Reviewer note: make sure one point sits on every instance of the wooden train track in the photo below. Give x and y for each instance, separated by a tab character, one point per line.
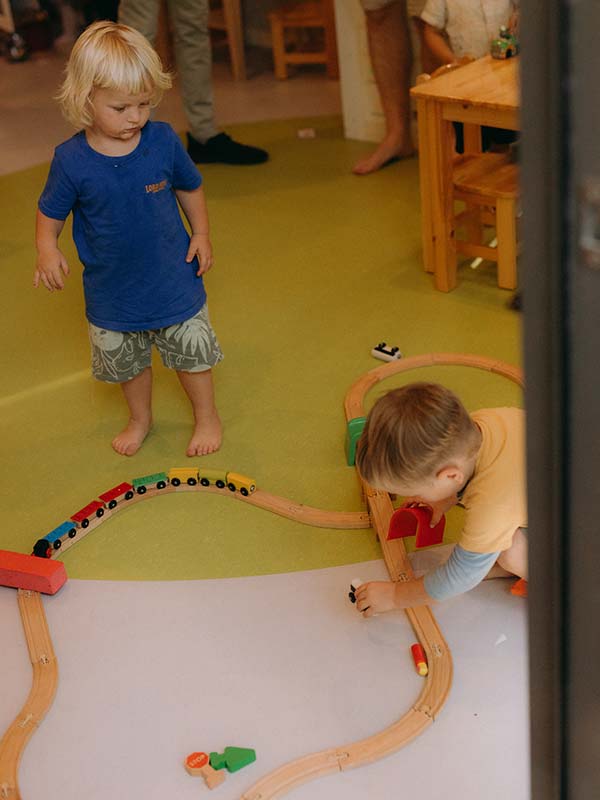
436	685
45	680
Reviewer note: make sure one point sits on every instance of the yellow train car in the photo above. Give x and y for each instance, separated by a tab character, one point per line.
240	483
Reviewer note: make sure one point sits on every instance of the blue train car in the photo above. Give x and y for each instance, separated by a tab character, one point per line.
54	539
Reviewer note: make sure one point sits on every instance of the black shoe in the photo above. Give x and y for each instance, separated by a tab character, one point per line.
516	302
223	150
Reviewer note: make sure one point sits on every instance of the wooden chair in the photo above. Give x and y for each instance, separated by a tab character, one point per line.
488	186
302	15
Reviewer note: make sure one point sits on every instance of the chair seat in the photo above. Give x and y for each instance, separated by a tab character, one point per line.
490	175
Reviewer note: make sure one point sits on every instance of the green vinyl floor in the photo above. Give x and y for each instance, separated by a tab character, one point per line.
313	267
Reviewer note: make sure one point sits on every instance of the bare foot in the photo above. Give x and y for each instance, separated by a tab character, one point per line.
390	148
206	437
129	441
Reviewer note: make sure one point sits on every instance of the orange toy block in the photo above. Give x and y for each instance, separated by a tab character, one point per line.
199	764
519	588
21	571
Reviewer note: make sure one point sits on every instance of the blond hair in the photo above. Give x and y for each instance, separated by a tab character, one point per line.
411	432
109	56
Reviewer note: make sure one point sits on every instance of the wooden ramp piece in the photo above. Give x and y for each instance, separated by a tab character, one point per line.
21	571
45	679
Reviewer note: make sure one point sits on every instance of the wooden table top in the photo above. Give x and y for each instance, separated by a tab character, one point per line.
488	82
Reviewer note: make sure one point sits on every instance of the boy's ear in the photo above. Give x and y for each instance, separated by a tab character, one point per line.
452	472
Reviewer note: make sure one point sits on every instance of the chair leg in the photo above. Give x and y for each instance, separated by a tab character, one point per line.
506	230
474	225
277	37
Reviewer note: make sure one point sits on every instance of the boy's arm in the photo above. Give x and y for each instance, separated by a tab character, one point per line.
437	44
194	208
461	573
51	265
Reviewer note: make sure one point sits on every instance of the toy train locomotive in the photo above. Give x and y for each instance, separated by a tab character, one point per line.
45	547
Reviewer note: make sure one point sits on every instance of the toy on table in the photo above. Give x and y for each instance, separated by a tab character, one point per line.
354	429
21	571
89	516
356	582
420	659
414	520
520	588
233	758
386	352
198	764
505	45
354	586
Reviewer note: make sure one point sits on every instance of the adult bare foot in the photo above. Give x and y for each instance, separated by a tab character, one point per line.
206	437
392	147
130	439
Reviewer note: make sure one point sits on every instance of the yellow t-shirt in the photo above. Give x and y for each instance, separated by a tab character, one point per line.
495	499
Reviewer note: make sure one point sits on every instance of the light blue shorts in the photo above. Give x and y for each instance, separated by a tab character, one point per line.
189	346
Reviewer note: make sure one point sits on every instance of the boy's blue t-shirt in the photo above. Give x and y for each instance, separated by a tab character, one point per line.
127	228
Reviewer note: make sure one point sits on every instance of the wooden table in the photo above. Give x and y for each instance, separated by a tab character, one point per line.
484	92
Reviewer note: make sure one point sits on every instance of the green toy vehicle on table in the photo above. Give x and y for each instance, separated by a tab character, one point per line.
505	45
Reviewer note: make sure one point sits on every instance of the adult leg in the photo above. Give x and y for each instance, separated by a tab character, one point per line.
143	16
391	59
138	394
207	434
191	39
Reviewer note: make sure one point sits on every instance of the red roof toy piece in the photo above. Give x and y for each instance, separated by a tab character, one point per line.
414	520
198	764
21	571
195	761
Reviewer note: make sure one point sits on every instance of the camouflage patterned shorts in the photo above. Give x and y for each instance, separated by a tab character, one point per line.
189	346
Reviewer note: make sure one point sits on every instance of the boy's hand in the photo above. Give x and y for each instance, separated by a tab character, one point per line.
376	597
201	248
379	596
51	267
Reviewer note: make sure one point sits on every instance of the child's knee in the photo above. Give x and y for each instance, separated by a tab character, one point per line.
515	558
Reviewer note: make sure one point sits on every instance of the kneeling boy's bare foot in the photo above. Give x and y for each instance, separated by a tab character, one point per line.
206	437
129	441
390	148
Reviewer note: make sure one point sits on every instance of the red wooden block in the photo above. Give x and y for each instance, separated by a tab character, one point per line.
21	571
413	521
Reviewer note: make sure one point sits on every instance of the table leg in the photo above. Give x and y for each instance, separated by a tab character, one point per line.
235	38
425	180
441	143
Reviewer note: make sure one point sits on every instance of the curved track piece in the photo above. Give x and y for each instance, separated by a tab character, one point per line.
307	515
43	689
439	679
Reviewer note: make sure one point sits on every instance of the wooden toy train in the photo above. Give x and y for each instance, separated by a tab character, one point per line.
46	547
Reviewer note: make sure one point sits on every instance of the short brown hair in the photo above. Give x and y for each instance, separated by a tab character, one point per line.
410	432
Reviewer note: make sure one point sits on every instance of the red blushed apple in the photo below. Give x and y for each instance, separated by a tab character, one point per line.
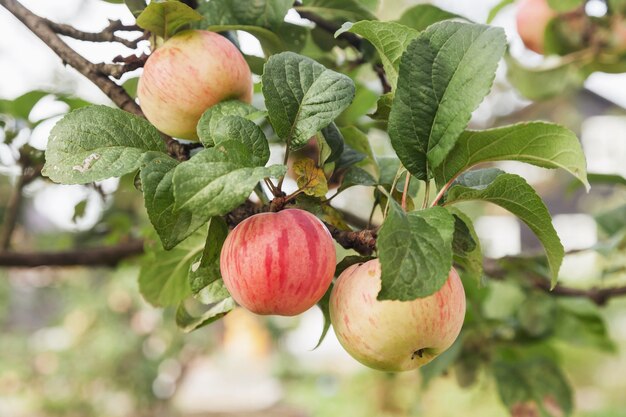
278	263
189	73
394	335
532	18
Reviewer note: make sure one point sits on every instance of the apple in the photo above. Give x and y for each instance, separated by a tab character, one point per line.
190	72
618	31
278	263
532	19
394	335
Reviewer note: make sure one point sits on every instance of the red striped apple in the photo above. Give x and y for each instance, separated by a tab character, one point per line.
190	72
532	18
394	335
278	263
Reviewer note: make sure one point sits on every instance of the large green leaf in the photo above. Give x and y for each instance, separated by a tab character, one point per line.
390	40
206	270
245	131
336	10
444	75
188	322
466	246
156	180
98	142
264	13
415	252
302	96
578	322
512	193
216	180
166	18
163	276
543	144
210	118
423	15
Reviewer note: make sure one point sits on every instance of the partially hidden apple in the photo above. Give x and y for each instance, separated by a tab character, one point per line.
190	72
532	19
394	335
278	263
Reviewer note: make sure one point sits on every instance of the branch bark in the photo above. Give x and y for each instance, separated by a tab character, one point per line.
106	35
41	27
103	256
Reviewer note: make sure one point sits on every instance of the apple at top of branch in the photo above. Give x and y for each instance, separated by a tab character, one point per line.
189	73
394	335
532	19
278	263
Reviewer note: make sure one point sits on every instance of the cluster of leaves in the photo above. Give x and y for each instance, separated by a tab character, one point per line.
439	71
584	44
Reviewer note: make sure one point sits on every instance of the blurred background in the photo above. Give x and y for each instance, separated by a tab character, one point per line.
82	342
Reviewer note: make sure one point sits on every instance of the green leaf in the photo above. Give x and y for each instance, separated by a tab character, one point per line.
423	15
336	10
497	8
512	193
216	180
536	315
167	18
537	381
542	144
236	128
415	252
356	176
206	270
302	96
188	322
324	305
310	178
97	142
579	322
441	363
135	6
467	252
163	276
210	118
390	40
358	141
265	13
383	107
444	75
156	180
331	144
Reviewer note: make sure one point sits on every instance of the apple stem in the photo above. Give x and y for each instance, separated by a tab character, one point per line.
426	193
443	191
407	181
285	161
275	191
418	352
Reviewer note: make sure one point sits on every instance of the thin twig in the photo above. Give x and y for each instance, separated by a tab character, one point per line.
106	35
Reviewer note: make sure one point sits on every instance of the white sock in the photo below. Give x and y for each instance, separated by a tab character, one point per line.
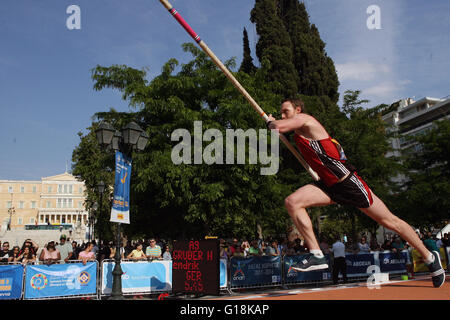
430	259
317	253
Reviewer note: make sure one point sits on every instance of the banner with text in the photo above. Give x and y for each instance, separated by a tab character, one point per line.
142	277
255	271
57	280
11	281
120	211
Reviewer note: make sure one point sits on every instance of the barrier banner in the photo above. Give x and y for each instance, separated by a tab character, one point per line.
58	280
120	211
419	265
255	271
290	275
142	277
223	273
357	264
393	262
11	281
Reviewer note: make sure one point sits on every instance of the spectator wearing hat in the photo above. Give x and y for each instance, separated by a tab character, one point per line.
65	249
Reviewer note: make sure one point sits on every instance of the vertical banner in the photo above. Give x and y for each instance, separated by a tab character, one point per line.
60	280
11	277
120	211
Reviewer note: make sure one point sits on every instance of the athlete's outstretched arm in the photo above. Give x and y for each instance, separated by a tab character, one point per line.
287	125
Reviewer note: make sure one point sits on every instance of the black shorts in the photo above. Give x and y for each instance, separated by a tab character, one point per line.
351	191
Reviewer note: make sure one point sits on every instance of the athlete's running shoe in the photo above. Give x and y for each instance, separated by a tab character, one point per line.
310	263
436	270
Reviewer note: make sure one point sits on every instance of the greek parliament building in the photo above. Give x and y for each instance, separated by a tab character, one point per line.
52	200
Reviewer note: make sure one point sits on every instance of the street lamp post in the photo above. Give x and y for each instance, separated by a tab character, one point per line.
131	138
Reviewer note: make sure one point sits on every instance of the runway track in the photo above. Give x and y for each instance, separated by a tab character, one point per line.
420	288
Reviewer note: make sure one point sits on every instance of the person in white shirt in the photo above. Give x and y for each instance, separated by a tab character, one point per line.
339	264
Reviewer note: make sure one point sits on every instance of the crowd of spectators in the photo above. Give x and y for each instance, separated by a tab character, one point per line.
152	248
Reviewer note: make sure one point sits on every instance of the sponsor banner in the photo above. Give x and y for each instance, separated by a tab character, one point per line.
120	211
57	280
255	271
223	273
357	264
419	264
142	277
290	275
11	281
393	262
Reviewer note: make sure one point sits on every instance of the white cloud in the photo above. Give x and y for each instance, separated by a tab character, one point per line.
361	71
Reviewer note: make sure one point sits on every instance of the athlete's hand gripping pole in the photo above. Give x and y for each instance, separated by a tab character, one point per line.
238	86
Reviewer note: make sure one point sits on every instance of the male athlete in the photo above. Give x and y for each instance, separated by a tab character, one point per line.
338	184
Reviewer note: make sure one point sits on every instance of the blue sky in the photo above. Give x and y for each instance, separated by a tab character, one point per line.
46	93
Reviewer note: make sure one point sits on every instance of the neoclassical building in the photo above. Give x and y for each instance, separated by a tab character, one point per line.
57	199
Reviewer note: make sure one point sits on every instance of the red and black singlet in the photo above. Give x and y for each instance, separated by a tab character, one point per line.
326	157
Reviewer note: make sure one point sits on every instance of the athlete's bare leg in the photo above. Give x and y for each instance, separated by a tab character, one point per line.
296	204
381	214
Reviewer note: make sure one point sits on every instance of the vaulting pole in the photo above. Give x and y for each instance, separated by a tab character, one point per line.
237	85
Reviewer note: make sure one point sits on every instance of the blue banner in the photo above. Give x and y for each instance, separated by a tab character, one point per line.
393	262
11	281
139	276
290	275
357	264
255	271
57	280
120	211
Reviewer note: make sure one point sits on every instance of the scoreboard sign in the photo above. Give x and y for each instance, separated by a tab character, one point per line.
195	267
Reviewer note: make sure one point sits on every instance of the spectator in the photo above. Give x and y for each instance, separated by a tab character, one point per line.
138	253
363	246
153	251
324	246
374	245
87	254
167	255
31	244
65	249
50	254
128	248
339	263
27	256
254	249
398	245
15	255
273	250
6	255
239	252
445	241
387	245
430	243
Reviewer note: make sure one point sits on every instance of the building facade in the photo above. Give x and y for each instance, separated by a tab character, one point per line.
57	199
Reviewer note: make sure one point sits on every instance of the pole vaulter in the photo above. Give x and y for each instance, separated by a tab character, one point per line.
236	84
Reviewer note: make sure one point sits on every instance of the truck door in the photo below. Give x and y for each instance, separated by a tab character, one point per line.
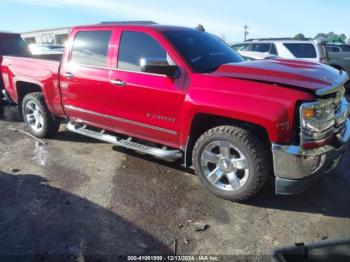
145	105
84	77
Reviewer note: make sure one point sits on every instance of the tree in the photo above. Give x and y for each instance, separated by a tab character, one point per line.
200	28
223	37
299	36
342	37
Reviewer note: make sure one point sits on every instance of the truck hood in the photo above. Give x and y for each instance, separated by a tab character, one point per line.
308	76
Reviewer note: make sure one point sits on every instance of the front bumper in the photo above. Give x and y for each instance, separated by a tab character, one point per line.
296	169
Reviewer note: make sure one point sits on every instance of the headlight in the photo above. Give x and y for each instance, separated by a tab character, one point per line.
317	116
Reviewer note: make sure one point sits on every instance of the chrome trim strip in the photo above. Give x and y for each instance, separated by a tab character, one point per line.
121	120
344	77
116	69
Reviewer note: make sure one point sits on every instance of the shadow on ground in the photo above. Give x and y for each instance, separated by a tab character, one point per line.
43	222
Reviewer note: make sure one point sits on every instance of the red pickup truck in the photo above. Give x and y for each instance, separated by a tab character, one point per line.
181	94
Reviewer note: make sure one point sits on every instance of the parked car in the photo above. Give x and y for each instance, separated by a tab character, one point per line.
290	48
338	48
10	44
45	49
180	94
339	56
252	56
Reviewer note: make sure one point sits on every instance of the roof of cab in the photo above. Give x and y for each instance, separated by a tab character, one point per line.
135	24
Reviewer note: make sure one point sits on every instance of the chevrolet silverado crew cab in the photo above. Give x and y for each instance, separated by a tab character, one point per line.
181	94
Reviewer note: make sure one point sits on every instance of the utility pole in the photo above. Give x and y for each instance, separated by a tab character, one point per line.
245	32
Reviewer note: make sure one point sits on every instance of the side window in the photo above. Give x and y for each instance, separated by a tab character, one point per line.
137	45
244	47
263	48
273	50
91	48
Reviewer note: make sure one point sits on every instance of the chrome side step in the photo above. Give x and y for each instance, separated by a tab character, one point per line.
5	97
162	153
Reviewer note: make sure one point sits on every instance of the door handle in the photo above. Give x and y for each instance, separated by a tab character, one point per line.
120	83
68	75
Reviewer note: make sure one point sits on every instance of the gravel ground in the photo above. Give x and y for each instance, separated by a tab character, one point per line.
79	197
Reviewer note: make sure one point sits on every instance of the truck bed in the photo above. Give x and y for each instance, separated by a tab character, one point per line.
43	72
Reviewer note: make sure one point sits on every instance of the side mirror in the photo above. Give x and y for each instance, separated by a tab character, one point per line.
159	66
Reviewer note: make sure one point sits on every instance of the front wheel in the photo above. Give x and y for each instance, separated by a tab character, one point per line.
38	117
231	162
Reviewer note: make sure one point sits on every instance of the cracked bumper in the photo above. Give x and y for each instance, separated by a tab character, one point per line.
296	169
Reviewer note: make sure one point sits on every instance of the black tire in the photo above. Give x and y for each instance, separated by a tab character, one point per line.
50	124
250	146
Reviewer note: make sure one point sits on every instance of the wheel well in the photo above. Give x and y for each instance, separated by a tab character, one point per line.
203	122
23	89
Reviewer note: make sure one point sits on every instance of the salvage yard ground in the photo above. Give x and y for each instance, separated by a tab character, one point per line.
78	196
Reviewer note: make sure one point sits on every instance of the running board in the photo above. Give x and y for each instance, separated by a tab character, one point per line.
162	153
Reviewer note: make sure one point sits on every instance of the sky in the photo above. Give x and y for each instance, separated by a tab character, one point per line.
265	18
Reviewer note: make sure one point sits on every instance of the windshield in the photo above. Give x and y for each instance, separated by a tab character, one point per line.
203	51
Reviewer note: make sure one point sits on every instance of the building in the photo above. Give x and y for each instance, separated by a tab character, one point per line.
57	36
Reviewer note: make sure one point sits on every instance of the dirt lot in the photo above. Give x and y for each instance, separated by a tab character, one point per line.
77	196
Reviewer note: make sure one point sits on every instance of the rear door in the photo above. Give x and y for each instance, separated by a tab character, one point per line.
84	77
145	105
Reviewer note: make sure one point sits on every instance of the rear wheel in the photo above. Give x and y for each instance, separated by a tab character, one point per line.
231	162
38	117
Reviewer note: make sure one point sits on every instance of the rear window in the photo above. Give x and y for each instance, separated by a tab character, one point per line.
91	48
13	45
243	47
302	50
263	48
345	48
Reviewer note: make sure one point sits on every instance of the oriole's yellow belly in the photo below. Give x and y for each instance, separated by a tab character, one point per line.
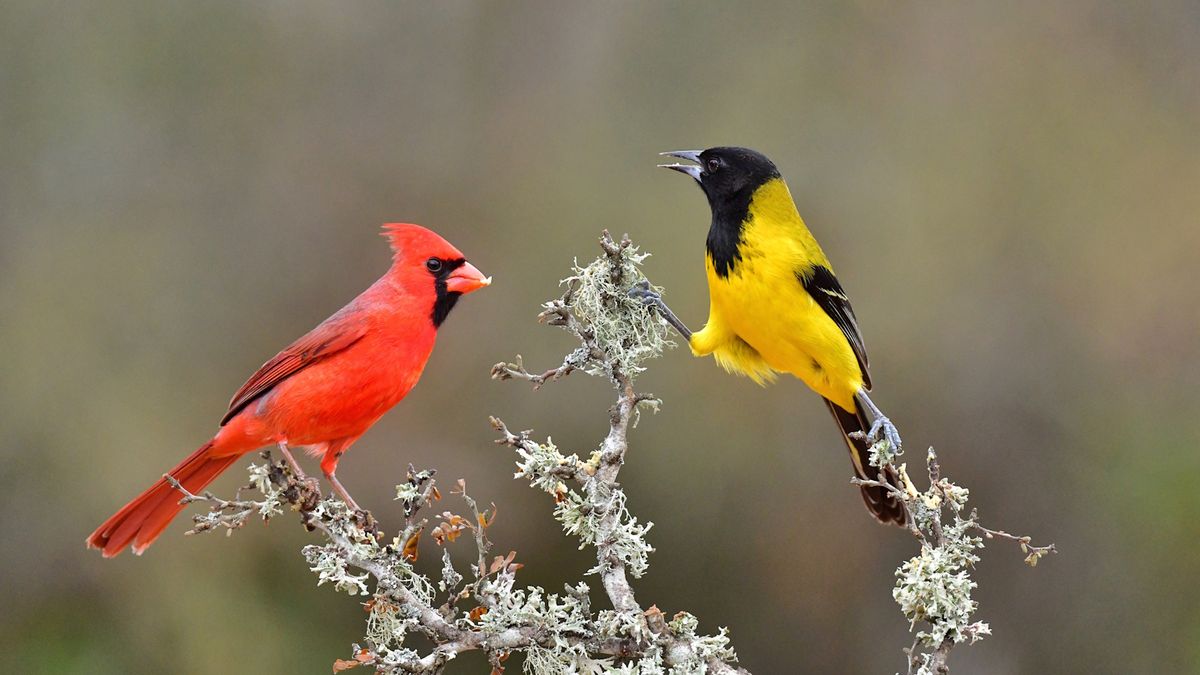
771	311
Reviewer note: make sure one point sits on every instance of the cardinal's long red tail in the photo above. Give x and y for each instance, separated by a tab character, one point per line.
142	520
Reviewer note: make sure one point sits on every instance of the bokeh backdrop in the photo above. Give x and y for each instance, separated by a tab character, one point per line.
1009	192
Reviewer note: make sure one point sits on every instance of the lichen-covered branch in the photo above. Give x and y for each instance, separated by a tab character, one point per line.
934	587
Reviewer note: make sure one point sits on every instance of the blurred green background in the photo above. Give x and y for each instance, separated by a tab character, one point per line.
1009	192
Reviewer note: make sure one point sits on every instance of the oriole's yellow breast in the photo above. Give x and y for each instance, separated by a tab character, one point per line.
763	304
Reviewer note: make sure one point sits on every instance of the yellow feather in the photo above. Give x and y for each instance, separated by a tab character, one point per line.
761	320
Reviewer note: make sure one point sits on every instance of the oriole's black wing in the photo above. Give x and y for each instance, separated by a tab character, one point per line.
823	287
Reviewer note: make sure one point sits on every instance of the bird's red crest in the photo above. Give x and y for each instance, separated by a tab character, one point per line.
408	240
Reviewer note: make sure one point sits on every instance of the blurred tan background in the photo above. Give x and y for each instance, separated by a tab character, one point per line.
1009	193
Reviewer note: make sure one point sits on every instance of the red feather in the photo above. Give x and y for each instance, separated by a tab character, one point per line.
327	388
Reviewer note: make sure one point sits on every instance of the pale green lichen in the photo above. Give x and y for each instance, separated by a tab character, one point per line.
598	297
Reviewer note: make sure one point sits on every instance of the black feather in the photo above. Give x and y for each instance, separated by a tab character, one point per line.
825	288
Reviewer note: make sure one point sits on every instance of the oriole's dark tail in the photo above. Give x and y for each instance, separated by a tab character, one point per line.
141	521
882	505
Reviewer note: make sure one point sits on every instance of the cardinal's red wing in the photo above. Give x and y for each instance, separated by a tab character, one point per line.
335	334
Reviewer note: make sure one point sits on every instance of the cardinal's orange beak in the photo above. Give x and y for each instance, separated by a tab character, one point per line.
467	279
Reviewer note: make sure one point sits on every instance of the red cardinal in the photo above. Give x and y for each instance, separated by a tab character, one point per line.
327	388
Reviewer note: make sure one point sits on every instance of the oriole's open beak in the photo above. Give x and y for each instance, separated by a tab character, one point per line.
690	155
467	279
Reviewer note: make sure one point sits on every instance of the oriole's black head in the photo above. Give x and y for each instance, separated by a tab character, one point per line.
726	174
729	177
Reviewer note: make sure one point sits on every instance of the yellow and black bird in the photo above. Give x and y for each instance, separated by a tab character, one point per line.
777	306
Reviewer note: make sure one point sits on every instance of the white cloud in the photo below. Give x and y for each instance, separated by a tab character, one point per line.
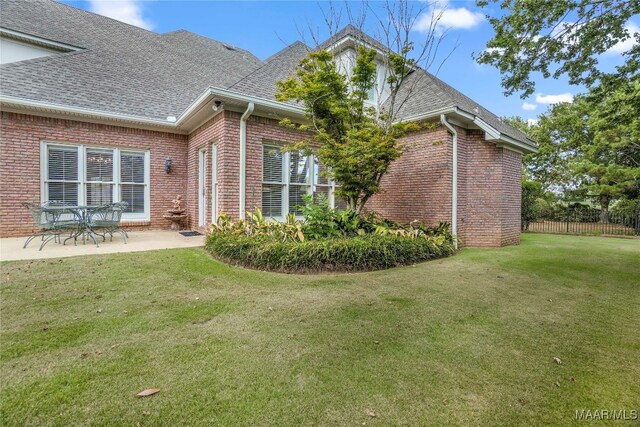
▬▬▬▬▬▬
▶ Set task
Filter the material above and copy each line that contains the string "bare". Treat uppercase and lowercase letters as distinct.

▶ Answer to the task
Reviewer note: make sure one point sits on every instance of the bare foot in the photo above. Give x and y for each instance, separated by a tab character, one point per line.
Reviewer note: make sure one point sits on every instance of the adult bare foot in the photo above. Give x and y for each instance, separated by a tab character, one point per line.
Reviewer note: make sure one point sits on every instance of the kneeling boy's bare foot in the photo above. Give x and y for each instance, separated by a tab character, one point per line.
Reviewer note: make sure one point sits on every instance of the athlete's bare leg in the photo above. Give x and y for each instance, separated by a tab character, one point per line.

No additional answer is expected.